ESTRATTO DELLA PAGINA |
※ ※ ※

Laddove siamo stati coinvolti anche nel verificare la percezione dei collaboratori in merito al lavoro in remoto, abbiamo verificato come oltre l’apprezzamento per le positive conseguenze in termini di equilibri vita-lavoro, vi fossero perplessità in merito alla mancata e/o ridotta socializzazione, alle difficoltà di lavorare in gruppo, al reale livello di feed back. Se da una parte, in questi ultimi mesi, sono stati realizzati in alcune grandi imprese accordi sindacali che hanno disciplinato il ricorso al lavoro da remoto, è passata in sordina la richiesta avanzata, guarda caso dai giganti della new economy come Google, Facebook, ai propri collaboratori di rientrare nelle sedi durante il mese di giugno, grazie alla vaccinazione di massa.
In una recentissima intervista rilasciata il 31 maggio al “Corriere della sera”, il Ceo di Google, Sundar Pichai, alla domanda se la pandemia avesse cambiato definitivamente il modo di lavorare, ha risposto riportando il tema a livelli realistici dicendo di prevedere che il 60% dei collaboratori avrebbe lavorato negli uffici almeno tre giorni la settimana lasciando la possibilità di lavorare da casa gli altri due giorni, che il 20% si sarebbe trasferito in altri uffici di Google nel mondo e che solo un 20% avrebbe continuato a lavorare stabilmente da remoto.

※ ※ ※

DATI FORNITI |
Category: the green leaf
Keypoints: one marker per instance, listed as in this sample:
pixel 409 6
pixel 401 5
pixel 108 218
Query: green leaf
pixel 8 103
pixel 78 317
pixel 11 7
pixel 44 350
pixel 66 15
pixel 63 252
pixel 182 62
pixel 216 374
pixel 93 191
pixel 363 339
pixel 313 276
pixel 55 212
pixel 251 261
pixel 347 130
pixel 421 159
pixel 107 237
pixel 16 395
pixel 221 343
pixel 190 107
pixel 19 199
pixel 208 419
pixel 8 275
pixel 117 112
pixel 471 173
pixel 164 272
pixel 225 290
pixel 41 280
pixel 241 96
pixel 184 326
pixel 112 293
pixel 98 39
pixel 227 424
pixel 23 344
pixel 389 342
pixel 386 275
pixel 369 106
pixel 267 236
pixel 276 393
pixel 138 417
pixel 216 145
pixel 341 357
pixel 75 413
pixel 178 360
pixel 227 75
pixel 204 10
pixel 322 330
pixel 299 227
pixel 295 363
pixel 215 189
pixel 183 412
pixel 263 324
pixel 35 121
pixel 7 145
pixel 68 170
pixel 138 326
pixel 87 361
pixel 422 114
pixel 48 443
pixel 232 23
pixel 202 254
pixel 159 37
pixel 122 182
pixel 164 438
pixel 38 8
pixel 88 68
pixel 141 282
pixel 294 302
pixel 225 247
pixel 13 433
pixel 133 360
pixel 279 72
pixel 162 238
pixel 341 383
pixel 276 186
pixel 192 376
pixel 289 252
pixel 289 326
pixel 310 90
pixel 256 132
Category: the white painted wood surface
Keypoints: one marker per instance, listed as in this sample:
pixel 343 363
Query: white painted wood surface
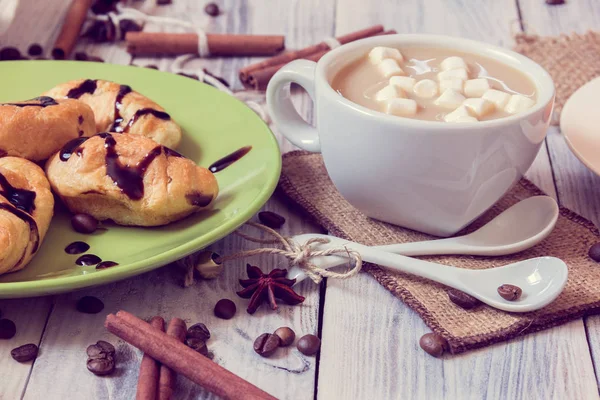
pixel 370 339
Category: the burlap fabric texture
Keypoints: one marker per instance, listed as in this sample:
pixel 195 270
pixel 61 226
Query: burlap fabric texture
pixel 305 182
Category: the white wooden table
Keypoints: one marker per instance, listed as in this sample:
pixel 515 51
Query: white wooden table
pixel 369 338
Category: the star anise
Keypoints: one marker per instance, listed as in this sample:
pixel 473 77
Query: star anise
pixel 261 288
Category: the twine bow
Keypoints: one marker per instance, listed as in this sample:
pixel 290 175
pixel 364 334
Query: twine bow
pixel 299 255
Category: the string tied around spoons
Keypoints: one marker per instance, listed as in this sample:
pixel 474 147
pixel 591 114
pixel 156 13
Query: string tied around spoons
pixel 299 255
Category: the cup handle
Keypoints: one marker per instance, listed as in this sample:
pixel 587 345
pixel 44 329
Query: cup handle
pixel 282 111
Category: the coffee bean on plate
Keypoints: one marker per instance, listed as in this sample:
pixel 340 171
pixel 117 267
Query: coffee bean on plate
pixel 90 305
pixel 225 309
pixel 286 336
pixel 433 344
pixel 266 344
pixel 198 331
pixel 509 292
pixel 308 345
pixel 84 223
pixel 8 329
pixel 462 299
pixel 24 353
pixel 271 219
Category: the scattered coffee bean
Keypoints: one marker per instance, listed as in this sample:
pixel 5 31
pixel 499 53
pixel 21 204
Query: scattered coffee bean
pixel 90 305
pixel 286 335
pixel 35 50
pixel 198 331
pixel 212 9
pixel 433 344
pixel 225 309
pixel 510 292
pixel 594 252
pixel 24 353
pixel 8 329
pixel 271 219
pixel 308 345
pixel 84 223
pixel 462 299
pixel 197 345
pixel 9 54
pixel 266 344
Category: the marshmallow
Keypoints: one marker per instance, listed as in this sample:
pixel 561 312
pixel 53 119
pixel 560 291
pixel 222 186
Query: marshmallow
pixel 401 107
pixel 498 97
pixel 476 87
pixel 479 107
pixel 518 103
pixel 404 82
pixel 426 89
pixel 389 67
pixel 450 99
pixel 378 54
pixel 454 73
pixel 389 92
pixel 460 112
pixel 453 83
pixel 451 63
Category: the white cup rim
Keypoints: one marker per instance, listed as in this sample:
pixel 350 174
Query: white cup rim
pixel 536 73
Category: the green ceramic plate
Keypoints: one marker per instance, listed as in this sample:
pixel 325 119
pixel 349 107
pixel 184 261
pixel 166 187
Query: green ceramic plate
pixel 214 123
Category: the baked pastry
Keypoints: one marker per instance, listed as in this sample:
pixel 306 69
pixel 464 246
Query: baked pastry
pixel 26 208
pixel 129 179
pixel 37 128
pixel 118 108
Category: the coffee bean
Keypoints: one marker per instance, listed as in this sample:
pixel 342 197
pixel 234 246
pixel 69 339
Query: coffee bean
pixel 225 309
pixel 9 54
pixel 271 219
pixel 24 353
pixel 198 331
pixel 433 344
pixel 309 345
pixel 101 366
pixel 197 345
pixel 266 344
pixel 90 305
pixel 35 50
pixel 462 299
pixel 8 329
pixel 212 9
pixel 286 335
pixel 84 223
pixel 510 292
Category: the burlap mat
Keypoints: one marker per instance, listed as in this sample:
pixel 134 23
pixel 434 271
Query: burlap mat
pixel 304 180
pixel 572 60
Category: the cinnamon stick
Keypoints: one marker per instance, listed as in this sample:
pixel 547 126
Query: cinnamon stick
pixel 149 369
pixel 166 385
pixel 147 43
pixel 69 32
pixel 181 358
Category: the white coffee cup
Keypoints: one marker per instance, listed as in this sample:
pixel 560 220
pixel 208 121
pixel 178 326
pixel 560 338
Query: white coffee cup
pixel 429 176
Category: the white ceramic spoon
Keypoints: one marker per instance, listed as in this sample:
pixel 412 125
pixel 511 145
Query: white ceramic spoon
pixel 542 279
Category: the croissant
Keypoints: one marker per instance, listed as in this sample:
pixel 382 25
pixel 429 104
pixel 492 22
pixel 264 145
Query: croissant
pixel 118 108
pixel 129 179
pixel 37 128
pixel 26 208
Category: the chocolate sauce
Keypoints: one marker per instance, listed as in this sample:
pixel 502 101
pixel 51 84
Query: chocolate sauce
pixel 87 86
pixel 123 91
pixel 106 264
pixel 226 161
pixel 88 259
pixel 129 179
pixel 77 248
pixel 21 198
pixel 72 146
pixel 140 113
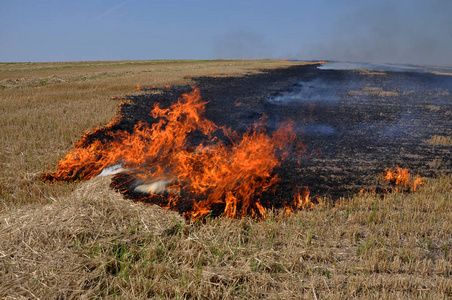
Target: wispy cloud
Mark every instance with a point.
(109, 11)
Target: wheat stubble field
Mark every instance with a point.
(83, 240)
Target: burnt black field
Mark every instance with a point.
(353, 123)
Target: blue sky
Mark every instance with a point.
(404, 31)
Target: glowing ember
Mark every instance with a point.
(157, 164)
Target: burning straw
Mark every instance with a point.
(158, 163)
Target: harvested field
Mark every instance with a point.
(84, 240)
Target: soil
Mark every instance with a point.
(353, 123)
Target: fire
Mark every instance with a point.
(300, 201)
(398, 177)
(159, 163)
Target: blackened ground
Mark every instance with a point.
(358, 124)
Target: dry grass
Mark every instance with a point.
(95, 244)
(84, 241)
(46, 107)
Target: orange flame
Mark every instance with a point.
(164, 169)
(300, 201)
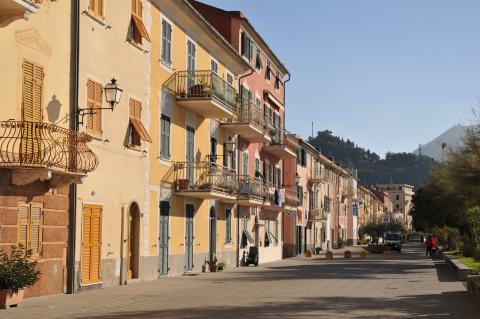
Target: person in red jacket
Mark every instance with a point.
(429, 246)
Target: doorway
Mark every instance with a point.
(213, 234)
(133, 241)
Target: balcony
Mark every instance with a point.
(251, 191)
(282, 144)
(11, 10)
(37, 150)
(249, 123)
(204, 93)
(317, 215)
(205, 180)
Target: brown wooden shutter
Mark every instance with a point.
(91, 244)
(96, 244)
(94, 100)
(86, 244)
(36, 228)
(23, 216)
(32, 92)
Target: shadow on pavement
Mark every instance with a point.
(416, 306)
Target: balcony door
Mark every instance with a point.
(32, 101)
(190, 149)
(189, 211)
(190, 65)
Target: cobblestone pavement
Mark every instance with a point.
(407, 286)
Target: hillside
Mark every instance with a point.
(405, 168)
(452, 137)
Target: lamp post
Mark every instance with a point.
(113, 94)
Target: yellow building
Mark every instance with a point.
(112, 218)
(41, 155)
(192, 172)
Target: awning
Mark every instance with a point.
(138, 22)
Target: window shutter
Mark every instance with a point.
(36, 228)
(86, 245)
(23, 215)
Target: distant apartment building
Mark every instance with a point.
(401, 197)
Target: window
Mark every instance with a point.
(137, 131)
(277, 80)
(165, 137)
(30, 227)
(258, 60)
(32, 94)
(214, 66)
(213, 149)
(246, 46)
(95, 8)
(138, 30)
(230, 79)
(94, 100)
(228, 226)
(166, 57)
(267, 71)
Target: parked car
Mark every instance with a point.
(393, 241)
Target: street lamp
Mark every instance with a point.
(113, 94)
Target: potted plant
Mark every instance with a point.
(213, 264)
(221, 265)
(17, 271)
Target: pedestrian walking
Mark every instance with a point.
(429, 246)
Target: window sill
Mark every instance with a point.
(166, 66)
(138, 46)
(99, 20)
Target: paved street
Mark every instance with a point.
(408, 286)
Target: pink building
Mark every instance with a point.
(262, 141)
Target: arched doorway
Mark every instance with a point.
(133, 241)
(213, 233)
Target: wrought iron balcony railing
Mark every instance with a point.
(204, 177)
(202, 85)
(45, 145)
(250, 187)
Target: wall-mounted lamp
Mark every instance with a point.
(113, 93)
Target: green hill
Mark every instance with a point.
(406, 168)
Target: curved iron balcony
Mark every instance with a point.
(204, 93)
(26, 144)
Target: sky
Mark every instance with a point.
(388, 75)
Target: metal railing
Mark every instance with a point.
(38, 144)
(204, 176)
(248, 113)
(281, 137)
(291, 197)
(316, 214)
(199, 85)
(250, 187)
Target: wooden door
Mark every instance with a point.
(190, 153)
(91, 244)
(133, 216)
(164, 237)
(189, 212)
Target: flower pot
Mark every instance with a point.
(10, 299)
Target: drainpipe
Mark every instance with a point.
(72, 194)
(237, 166)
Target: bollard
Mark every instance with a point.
(329, 255)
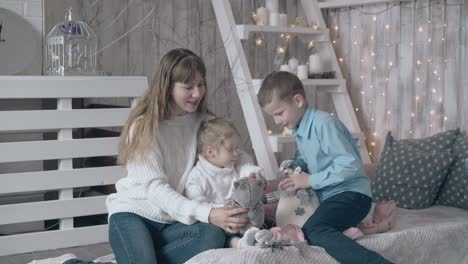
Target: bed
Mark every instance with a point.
(436, 234)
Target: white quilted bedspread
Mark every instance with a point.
(433, 235)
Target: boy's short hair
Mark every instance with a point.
(285, 84)
(214, 132)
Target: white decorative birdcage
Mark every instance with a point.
(71, 48)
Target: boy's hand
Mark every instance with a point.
(294, 182)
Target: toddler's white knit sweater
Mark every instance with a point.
(154, 185)
(212, 185)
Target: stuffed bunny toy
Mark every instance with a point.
(298, 208)
(286, 235)
(247, 194)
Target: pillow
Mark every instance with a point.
(411, 173)
(454, 191)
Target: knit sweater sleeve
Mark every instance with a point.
(164, 196)
(195, 187)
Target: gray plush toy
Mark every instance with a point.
(247, 194)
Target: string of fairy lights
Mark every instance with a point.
(375, 70)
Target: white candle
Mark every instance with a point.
(274, 19)
(262, 16)
(284, 67)
(293, 62)
(272, 5)
(315, 63)
(302, 72)
(283, 20)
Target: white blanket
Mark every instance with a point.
(433, 235)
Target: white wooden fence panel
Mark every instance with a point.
(26, 212)
(64, 149)
(58, 149)
(30, 242)
(70, 87)
(56, 119)
(59, 179)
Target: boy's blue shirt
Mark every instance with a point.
(333, 160)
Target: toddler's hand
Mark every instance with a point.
(294, 182)
(259, 177)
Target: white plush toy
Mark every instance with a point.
(298, 208)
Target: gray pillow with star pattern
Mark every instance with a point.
(410, 172)
(454, 190)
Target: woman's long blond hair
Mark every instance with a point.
(178, 65)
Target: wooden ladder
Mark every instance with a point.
(264, 144)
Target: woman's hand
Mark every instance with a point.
(295, 182)
(224, 218)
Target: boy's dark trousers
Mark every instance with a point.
(334, 215)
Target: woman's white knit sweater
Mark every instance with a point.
(154, 185)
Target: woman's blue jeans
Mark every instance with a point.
(137, 240)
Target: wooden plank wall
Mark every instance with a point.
(392, 64)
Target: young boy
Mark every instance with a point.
(334, 168)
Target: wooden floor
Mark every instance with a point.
(87, 253)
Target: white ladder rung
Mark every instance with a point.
(331, 85)
(319, 34)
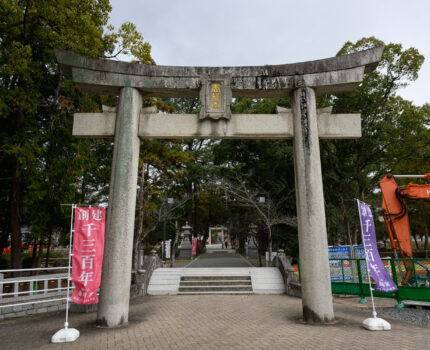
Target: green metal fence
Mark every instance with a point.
(412, 277)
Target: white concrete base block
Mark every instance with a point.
(65, 335)
(376, 324)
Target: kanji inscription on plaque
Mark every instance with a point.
(215, 96)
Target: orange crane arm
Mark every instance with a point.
(395, 212)
(395, 216)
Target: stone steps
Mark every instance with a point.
(219, 284)
(258, 280)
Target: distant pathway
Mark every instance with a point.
(219, 259)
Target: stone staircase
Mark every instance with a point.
(253, 280)
(215, 285)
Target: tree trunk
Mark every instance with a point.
(355, 236)
(34, 254)
(48, 248)
(416, 242)
(270, 247)
(15, 222)
(39, 256)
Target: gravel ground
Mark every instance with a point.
(410, 315)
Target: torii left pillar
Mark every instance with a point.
(115, 286)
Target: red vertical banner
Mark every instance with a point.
(88, 244)
(194, 246)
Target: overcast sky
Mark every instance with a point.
(259, 32)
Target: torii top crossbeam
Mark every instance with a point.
(330, 75)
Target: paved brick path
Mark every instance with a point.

※ ※ ※

COMPITI |
#1 Nell'estratto sul lavoro da remoto, quale quota dei collaboratori di Google avrebbe continuato a lavorare stabilmente da remoto secondo le previsioni di Sundar Pichai?
#2 Stampa il tratto dell'estratto sul lavoro da remoto che va da «Laddove siamo stati» fino a «vaccinazione di massa.» compreso, senza modificarlo.
#3 Procedi con l'estratto sul lavoro da remoto, riprendendo dopo la sua ultima frase.

RISPOSTE |
#1 Solo il 20% dei collaboratori.

#2
Laddove siamo stati coinvolti anche nel verificare la percezione dei collaboratori in merito al lavoro in remoto, abbiamo verificato come oltre l’apprezzamento per le positive conseguenze in termini di equilibri vita-lavoro, vi fossero perplessità in merito alla mancata e/o ridotta socializzazione, alle difficoltà di lavorare in gruppo, al reale livello di feed back. Se da una parte, in questi ultimi mesi, sono stati realizzati in alcune grandi imprese accordi sindacali che hanno disciplinato il ricorso al lavoro da remoto, è passata in sordina la richiesta avanzata, guarda caso dai giganti della new economy come Google, Facebook, ai propri collaboratori di rientrare nelle sedi durante il mese di giugno, grazie alla vaccinazione di massa.

#3
Molte aziende clienti si stanno chiedendo quali soluzioni adottare, soprattutto a fronte di una ripresa economica che sta già portando a rivedere le previsioni avanzate solo alcune settimane fa e che in molti casi porterebbe a ripristinare l’organizzazione del lavoro precedente la pandemia.
A ognuno la sua ricetta
A nostro avviso non esiste una regola ma occorre valutare caso per caso quale sia il mix corretto fra lavoro in presenza e lavoro in remoto. Valutazione questa che non può prescindere dalla natura del lavoro svolto, dall’esperienza e dalle preferenze stesse dei collaboratori. Non solo, ma occorre anche considerare se esiste la disponibilità a dedicare tempo ed energie per gestire gruppi di persone in remoto, a mantenere un impegno costante nell’assicurare il coinvolgimento di tutti i collaboratori (in presenza e in remoto), ad assicurare un clima positivo. Il rientro, vuoi che sia stabile vuoi che sia caratterizzato dall’alternanza con prestazioni in remoto, potrebbe anche costituire l’opportunità per modificare la routine, ridurre, se non eliminare vecchie e consolidate abitudini e/o atteggiamenti, con particolare riferimento alla silos syndrome.
Senza dimenticare che in alcuni casi emergerà, a causa di una prolungata assenza dal posto di lavoro, la necessità di recuperare il senso della relazione, di superare lo stress da iper-connessione, di affrontare una sorta di “atrofia delle abilità” da neutralizzare con adeguate forme di training e di coaching per permettere alle persone di recuperare la piena operatività.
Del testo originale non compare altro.